Tarefas
1/ Resuma em duas frases o texto sobre a sobrecarga da medicina de família no Distrito Federal.
2/ Prossiga o texto sobre a sobrecarga da medicina de família no Distrito Federal, começando logo após a última frase.

Trecho do texto
------------------------------------------------------------------------

Gutemberg Fialho
A medicina de família e comunidade do Distrito Federal está sobrecarregada. Com unidades de emergência e UPAs restringindo a aceitação de pacientes, com a decretação de bandeira vermelha e laranja a todo momento, pacientes estão sendo devolvidos “ao postinho”. E, não raro, sendo mandados com quadros clínicos difíceis de resolver sem a estrutura de hospital, que não existe nas Unidades Básicas de Saúde.
Uma hora, é um paciente com uma alteração cardíaca que precisa ser avaliada por médico especialista; exames que não são feitos em posto de saúde – porque não tem equipamento nem médico treinado para fazer a interpretação do exame –; outra hora uma paciente com diminuição de ritmo dos batimentos cardíacos, uma bradicardia, que pode precisar de marcapasso de urgência (que não tem nas UBSs).
E não os problemas não ocorrem apenas com adultos. Na pandemia, todo mundo aprendeu que o nível de saturação de oxigênio no sangue é considerado normal entre 95% e 100%. Tem criança sendo devolvida aos postos de saúde com saturação em 79%. E as UBSs estão sem salbutamol, medicamento usado tanto para tratamento de asma quanto de doenças pulmonares obstrutivas.
O gestor público que deixa isso ocorrer não sabe o que é ver uma criança com dificuldade de respirar e não ter como ajudar.
No final de semana, uma colega que atende em UBS desabafou comigo que um paciente dela, com apenas sete meses de idade, só conseguiu atendimento no pronto-socorro do Hospital Materno Infantil (HMIB) quando chegou ao estado de anúria (quando não se produz ou elimina a urina, por obstrução das vias urinárias ou insuficiência renal aguda). E a mãe teve que peregrinar por três hospitais até conseguir atendimento.

------------------------------------------------------------------------

Trechos de dados:
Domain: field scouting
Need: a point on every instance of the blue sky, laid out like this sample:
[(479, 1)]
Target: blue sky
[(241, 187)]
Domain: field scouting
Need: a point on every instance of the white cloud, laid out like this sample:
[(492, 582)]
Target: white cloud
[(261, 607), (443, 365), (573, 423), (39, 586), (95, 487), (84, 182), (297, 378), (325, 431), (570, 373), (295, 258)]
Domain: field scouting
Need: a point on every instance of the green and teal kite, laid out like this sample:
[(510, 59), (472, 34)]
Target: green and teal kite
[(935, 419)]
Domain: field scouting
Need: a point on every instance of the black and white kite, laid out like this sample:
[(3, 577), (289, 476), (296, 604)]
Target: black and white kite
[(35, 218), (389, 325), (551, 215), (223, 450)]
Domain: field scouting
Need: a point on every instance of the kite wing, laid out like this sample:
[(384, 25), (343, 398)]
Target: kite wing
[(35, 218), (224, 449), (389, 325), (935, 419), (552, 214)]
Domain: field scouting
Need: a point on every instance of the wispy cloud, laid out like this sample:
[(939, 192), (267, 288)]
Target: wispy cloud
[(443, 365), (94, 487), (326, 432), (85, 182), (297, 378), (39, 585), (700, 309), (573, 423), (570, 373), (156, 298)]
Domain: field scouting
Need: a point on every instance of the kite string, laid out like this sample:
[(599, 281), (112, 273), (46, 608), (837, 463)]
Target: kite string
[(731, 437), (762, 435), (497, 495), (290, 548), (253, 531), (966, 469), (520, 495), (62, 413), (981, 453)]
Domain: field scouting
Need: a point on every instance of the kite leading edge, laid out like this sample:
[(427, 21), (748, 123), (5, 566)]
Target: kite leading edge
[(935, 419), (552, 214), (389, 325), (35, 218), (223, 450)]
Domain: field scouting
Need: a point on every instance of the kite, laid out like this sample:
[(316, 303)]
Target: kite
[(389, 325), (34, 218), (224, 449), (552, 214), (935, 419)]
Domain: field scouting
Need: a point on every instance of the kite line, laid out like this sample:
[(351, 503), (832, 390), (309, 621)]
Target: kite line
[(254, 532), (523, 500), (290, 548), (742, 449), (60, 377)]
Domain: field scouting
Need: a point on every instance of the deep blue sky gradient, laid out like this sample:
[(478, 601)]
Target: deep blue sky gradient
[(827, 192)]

------------------------------------------------------------------------

Respostas
1/ A medicina de família e comunidade do Distrito Federal está sobrecarregada: com emergências e UPAs restringindo a aceitação de pacientes, muitos são devolvidos às UBSs com quadros que exigem estrutura de hospital, como alterações cardíacas e bradicardia. Há crianças devolvidas aos postos com saturação de oxigênio em 79% enquanto falta salbutamol nas UBSs, e um bebê de sete meses só foi atendido no HMIB ao chegar à anúria, depois de a mãe peregrinar por três hospitais.

2/
Quando o paciente é devolvido para o posto de saúde, ele e a família já chegam lá com raiva, com o sentimento de revolta de quem está sendo maltratado. E os médicos, enfermeiros, técnicos de enfermagem e agentes comunitários, que se tornam alvo dessa raiva, muitas vezes não têm como dar a assistência que esses pacientes e essas famílias precisam.
As UBS são a porta preferencial de entrada no sistema público de saúde, mas não são a única. Se o paciente tem necessidade urgente de atendimento, tem que ser atendido nas UPAs e emergências hospitalares. UBS não é UPA, não tem estrutura para atender todas as urgências e emergências.
Há uma grave crise no sistema público de saúde, a qual está sendo encoberta com o recurso das bandeiras vermelhas sem fim: médicos e demais profissionais de saúde em quantidade insuficiente. E o GDF não está desenvolvendo ações para atrair e manter médicos no quadro de servidores da Secretaria de Saúde.
É uma questão de vontade política e de compromisso com a população: médico para contratar não falta em Brasília. Se derem as condições de trabalho, a assistência aos pacientes vai melhorar.
Ou passamos a tratar de forma sistêmica a organização das redes de atenção à saúde do DF, ou o caos vai continuar e até piorar. É imprescindível acabarmos com a fragmentação e a desorganização do sistema público de saúde. Essa é uma missão ignorada pelo atual governo e que tem de ser encarada de frente pelo próximo, com empenho redobrado.